[Excerpts from a dataset]
────────────────
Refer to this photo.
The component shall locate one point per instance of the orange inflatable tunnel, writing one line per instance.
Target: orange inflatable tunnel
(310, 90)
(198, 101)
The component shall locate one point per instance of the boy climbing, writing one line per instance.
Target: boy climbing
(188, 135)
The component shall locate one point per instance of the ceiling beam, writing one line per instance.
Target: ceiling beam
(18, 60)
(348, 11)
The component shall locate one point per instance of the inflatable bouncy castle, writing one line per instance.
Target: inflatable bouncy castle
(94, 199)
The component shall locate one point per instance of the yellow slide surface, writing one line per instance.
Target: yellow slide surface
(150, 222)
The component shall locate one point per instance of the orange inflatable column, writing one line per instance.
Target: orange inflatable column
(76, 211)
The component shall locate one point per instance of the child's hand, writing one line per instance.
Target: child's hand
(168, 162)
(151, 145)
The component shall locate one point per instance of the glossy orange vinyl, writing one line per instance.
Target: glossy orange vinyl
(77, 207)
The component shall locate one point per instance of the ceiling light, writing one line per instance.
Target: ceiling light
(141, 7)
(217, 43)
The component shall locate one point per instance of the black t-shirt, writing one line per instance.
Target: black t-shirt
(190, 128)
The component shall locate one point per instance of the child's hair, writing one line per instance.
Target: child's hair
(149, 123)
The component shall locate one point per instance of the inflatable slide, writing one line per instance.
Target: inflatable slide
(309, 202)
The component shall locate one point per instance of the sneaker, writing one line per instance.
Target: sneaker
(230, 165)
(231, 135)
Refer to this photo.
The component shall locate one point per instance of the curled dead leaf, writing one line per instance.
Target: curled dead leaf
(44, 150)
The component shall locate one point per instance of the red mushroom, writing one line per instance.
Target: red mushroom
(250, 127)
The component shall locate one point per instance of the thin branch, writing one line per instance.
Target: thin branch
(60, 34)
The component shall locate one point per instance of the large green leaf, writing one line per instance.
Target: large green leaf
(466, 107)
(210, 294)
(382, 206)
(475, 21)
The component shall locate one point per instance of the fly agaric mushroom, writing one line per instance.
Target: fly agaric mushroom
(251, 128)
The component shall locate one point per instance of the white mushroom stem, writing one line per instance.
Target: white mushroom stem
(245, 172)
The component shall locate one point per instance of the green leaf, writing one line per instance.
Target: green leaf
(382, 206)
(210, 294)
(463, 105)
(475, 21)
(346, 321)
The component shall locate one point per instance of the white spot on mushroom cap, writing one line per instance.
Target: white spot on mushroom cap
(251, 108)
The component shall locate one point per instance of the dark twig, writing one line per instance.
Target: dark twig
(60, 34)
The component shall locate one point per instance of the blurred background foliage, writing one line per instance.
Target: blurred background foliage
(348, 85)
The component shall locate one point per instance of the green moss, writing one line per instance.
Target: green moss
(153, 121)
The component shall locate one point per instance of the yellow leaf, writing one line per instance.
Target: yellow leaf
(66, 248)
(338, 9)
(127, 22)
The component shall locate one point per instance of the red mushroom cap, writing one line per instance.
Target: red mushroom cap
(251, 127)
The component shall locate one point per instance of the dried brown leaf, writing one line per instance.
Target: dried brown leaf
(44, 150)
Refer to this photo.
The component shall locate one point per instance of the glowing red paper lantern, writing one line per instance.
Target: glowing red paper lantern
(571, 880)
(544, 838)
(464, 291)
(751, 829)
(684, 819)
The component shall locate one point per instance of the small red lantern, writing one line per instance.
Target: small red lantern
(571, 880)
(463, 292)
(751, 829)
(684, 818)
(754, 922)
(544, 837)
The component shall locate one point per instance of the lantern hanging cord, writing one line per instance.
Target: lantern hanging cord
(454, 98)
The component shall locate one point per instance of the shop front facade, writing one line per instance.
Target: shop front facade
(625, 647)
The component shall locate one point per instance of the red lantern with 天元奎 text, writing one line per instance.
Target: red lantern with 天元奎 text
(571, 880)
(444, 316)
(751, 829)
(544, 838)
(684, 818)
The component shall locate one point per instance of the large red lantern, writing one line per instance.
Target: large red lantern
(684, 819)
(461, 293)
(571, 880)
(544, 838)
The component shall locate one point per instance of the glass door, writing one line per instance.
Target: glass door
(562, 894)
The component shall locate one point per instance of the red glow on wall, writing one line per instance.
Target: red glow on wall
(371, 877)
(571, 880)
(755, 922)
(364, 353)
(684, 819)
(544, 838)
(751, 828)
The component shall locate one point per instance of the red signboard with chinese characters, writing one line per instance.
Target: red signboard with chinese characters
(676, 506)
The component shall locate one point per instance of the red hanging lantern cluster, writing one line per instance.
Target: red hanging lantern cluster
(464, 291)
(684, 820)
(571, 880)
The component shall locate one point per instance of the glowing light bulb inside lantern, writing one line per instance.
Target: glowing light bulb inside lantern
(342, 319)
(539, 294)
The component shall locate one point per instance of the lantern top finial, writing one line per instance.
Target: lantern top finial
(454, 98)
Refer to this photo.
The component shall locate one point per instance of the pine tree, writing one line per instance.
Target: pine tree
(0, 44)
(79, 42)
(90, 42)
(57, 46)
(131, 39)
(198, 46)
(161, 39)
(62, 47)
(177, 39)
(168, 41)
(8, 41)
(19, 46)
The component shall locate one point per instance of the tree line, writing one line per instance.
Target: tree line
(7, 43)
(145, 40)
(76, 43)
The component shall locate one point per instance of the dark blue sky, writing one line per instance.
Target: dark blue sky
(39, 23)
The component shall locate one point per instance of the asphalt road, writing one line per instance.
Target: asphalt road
────────────────
Task brief –
Of the entries above, transcribe exactly those lines that fall between the line containing "sneaker, writing one line per instance." and the line containing "on mushroom cap, writing one line per instance.", together with those two lines.

Written solution –
The component shall locate one point per instance of the sneaker, writing one line per instance.
Target: sneaker
(230, 165)
(231, 135)
Refer to this photo.
The component shall locate one point per instance of the curled dead leaf, writing one line per instance.
Target: curled dead leaf
(44, 150)
The component shall locate one point per instance of the red mushroom, writing one line per instance.
Target: red mushroom
(250, 127)
The component shall locate one point per instance of the thin branch, writing one line per instance.
Target: thin branch
(60, 34)
The component shall locate one point per instance of the large green leaf, writing one line per instance.
Target: large green leaf
(466, 107)
(210, 294)
(382, 206)
(475, 21)
The component shall locate one point per instance of the fly agaric mushroom, writing one line per instance.
Target: fly agaric mushroom
(251, 128)
The component shall locate one point per instance of the white mushroom stem, writing one line per instance.
Target: white mushroom stem
(245, 172)
The component shall locate one point per instance of the green leaf, writing one line per instance.
Target: green leaf
(382, 206)
(210, 294)
(463, 105)
(475, 21)
(346, 321)
The component shall locate one point per instance of the white spot on mushroom cap, writing one line per instance.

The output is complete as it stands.